== WHAT TO WORK ON ==
Set out the rows below as a numbered list, leaving out any blank lines.

== MATERIAL FOR THIS EXERCISE ==
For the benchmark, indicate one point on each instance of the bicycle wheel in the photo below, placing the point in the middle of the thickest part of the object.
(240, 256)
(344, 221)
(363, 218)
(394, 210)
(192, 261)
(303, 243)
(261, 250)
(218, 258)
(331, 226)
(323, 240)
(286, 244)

== ANSWER FOR THE TASK ==
1. For the benchmark, indicate one point on each instance of the bicycle wheel in the photo below, placing the point in the middle of the thickest part of the object.
2. (240, 256)
3. (344, 221)
4. (363, 218)
5. (394, 210)
6. (192, 261)
7. (303, 243)
8. (261, 250)
9. (218, 258)
10. (331, 226)
11. (323, 240)
12. (286, 244)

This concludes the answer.